● DATA TO PROCESS:
----------------------------------------
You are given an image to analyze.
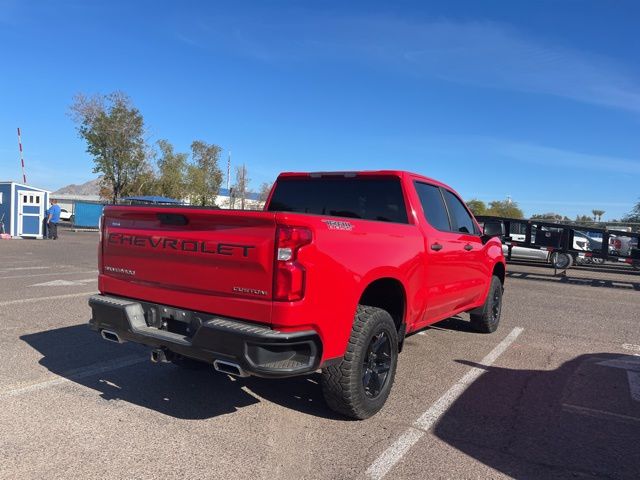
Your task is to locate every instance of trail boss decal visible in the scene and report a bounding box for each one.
[322,220,353,232]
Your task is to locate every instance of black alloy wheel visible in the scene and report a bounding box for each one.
[362,331,391,398]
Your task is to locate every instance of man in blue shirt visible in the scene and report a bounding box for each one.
[47,198,60,240]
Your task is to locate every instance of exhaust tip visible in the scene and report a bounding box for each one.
[100,330,123,343]
[213,360,249,377]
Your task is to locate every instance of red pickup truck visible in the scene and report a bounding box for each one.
[89,171,505,419]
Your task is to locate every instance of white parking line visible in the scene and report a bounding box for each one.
[0,355,149,399]
[0,270,98,280]
[0,266,53,272]
[0,292,99,307]
[366,327,524,480]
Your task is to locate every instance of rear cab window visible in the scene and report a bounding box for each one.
[268,177,409,223]
[415,182,451,232]
[414,181,480,235]
[443,189,480,235]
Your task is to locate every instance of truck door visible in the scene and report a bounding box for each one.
[415,182,468,326]
[441,188,490,308]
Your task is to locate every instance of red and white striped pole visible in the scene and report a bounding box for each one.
[227,150,231,191]
[18,127,27,184]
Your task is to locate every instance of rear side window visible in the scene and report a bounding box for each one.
[415,182,451,231]
[443,190,478,234]
[269,177,408,223]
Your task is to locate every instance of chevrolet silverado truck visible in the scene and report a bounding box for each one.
[89,171,505,419]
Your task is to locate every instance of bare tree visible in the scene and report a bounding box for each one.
[70,92,151,203]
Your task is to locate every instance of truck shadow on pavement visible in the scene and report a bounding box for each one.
[433,353,640,479]
[507,272,640,291]
[20,324,342,420]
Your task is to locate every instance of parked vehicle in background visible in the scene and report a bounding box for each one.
[89,171,505,419]
[609,235,638,256]
[479,216,640,269]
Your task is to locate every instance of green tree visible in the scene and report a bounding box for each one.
[466,198,487,216]
[591,210,604,222]
[258,182,273,203]
[231,163,250,210]
[157,140,189,200]
[187,140,222,206]
[70,92,150,203]
[622,201,640,223]
[531,212,569,222]
[487,200,524,218]
[576,215,593,225]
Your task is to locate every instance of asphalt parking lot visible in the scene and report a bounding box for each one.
[0,231,640,479]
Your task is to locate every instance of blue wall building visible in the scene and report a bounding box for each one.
[0,182,50,238]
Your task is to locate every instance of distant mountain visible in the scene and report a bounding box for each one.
[53,178,100,195]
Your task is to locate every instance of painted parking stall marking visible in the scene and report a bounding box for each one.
[29,278,98,287]
[366,327,524,480]
[0,292,100,307]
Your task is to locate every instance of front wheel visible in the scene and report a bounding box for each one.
[321,305,398,420]
[471,275,503,333]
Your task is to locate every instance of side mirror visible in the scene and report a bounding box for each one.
[482,220,504,242]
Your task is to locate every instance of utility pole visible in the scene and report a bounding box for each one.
[18,127,27,184]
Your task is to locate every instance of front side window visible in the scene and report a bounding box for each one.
[415,182,451,231]
[443,190,478,234]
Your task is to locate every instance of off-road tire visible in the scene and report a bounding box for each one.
[321,305,398,420]
[470,275,503,333]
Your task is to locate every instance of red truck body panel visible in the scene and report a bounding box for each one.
[99,171,504,361]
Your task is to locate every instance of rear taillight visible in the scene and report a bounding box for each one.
[98,213,104,273]
[273,226,312,302]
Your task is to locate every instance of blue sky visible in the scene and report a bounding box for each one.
[0,0,640,219]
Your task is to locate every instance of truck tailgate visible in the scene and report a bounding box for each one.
[100,206,276,323]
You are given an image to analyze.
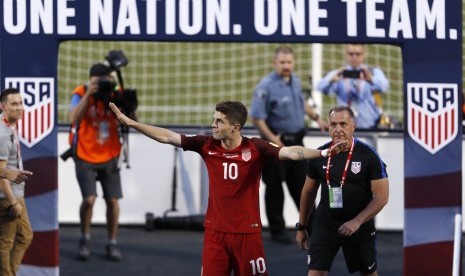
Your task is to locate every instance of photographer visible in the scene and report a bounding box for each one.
[70,63,124,261]
[318,44,389,129]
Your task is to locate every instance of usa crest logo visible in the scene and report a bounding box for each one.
[407,83,459,154]
[241,149,252,161]
[5,78,55,148]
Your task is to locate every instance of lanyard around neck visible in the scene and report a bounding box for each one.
[326,137,355,187]
[2,116,23,170]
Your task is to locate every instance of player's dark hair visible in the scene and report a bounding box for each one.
[274,45,294,57]
[215,101,247,129]
[0,88,19,103]
[328,105,355,120]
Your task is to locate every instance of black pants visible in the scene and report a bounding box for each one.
[262,138,313,235]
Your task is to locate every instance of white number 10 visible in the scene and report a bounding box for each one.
[250,257,266,275]
[223,162,238,179]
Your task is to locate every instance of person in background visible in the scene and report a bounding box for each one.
[110,101,347,276]
[70,63,123,261]
[0,88,33,276]
[250,46,327,244]
[318,44,389,129]
[296,106,389,276]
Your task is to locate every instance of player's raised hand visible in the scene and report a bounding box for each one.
[5,169,33,183]
[329,140,349,156]
[108,102,135,126]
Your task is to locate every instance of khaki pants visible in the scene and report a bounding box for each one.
[0,198,33,276]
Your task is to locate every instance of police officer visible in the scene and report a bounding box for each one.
[250,46,326,243]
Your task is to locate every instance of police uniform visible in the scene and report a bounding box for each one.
[307,138,387,273]
[250,72,307,239]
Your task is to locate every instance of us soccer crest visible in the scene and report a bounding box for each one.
[407,83,460,154]
[5,78,55,148]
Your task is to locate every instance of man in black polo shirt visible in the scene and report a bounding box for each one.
[296,106,389,276]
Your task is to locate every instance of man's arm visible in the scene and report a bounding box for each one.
[296,176,320,250]
[0,160,22,216]
[338,178,389,236]
[279,141,349,161]
[252,117,284,147]
[110,103,181,147]
[0,168,33,183]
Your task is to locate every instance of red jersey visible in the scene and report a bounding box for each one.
[181,135,280,233]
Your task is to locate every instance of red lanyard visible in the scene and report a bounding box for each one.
[2,116,23,170]
[326,137,355,187]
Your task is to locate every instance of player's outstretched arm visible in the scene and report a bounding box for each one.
[109,103,181,147]
[0,168,32,183]
[279,141,349,161]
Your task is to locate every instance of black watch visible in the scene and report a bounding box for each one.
[295,222,307,231]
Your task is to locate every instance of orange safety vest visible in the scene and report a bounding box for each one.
[69,85,121,163]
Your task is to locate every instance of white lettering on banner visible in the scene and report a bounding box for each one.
[3,0,76,35]
[5,77,55,148]
[89,0,113,35]
[417,0,446,39]
[30,0,53,34]
[366,0,386,37]
[341,0,363,37]
[116,0,140,35]
[407,83,461,154]
[389,0,413,38]
[3,0,459,40]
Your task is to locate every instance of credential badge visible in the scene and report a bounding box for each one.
[350,162,362,174]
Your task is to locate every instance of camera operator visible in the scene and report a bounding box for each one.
[318,44,389,129]
[70,63,123,261]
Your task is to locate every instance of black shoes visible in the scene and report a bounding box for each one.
[78,239,123,262]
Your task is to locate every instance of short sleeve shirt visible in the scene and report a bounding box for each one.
[181,135,280,233]
[250,72,305,133]
[0,120,25,198]
[307,139,388,230]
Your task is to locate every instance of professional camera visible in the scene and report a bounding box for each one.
[342,70,362,79]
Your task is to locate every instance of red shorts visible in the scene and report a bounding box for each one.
[201,228,268,276]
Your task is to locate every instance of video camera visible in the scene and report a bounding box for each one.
[94,50,138,117]
[342,70,362,79]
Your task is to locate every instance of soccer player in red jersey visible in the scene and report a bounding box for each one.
[110,101,347,276]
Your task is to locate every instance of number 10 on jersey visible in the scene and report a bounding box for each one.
[223,162,239,180]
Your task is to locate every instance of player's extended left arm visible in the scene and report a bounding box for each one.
[338,178,389,236]
[279,141,348,161]
[109,102,181,147]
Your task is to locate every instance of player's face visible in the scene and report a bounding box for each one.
[329,111,355,147]
[346,45,365,68]
[273,53,294,78]
[2,93,24,123]
[212,111,235,140]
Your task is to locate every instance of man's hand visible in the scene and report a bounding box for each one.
[5,169,33,183]
[337,219,360,237]
[329,140,349,156]
[109,102,135,126]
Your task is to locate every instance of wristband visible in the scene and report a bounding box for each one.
[320,149,330,157]
[295,222,307,231]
----------------------------------------
● EXERCISE DETAILS:
Please copy verbatim every line of the records from the one containing "Your task is to locate every instance of man's hand" through the last line, inclusive.

● FULL RESPONSE:
Your task is to locate every instance of man's hand visible in the scene and report a bounding box for each one.
[5,169,33,183]
[337,219,360,237]
[329,140,349,156]
[109,102,135,126]
Your task is to locate every instance of wristband visible in the scene and report a bounding box for each one.
[320,149,330,157]
[295,222,307,231]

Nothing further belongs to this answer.